▶ **Work to complete**
Output every entry exactly as written, skipping any pictures.

Data excerpts: Begin

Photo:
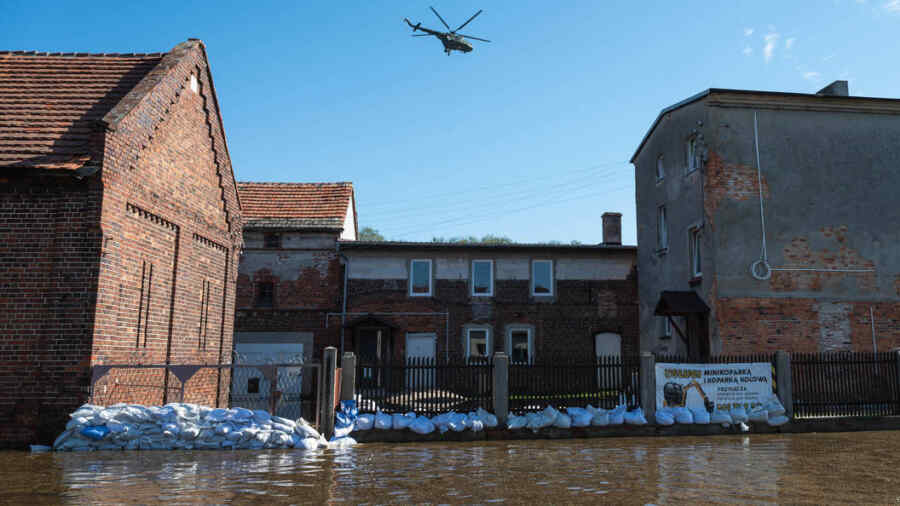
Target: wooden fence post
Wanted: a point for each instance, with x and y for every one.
(348, 376)
(648, 385)
(783, 382)
(501, 386)
(326, 409)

Data excerpts: End

▶ **Written reply**
Photo:
Target: wooden fence post
Wanted: a point for each instance, with x and y for every one.
(348, 376)
(648, 385)
(783, 382)
(501, 386)
(326, 409)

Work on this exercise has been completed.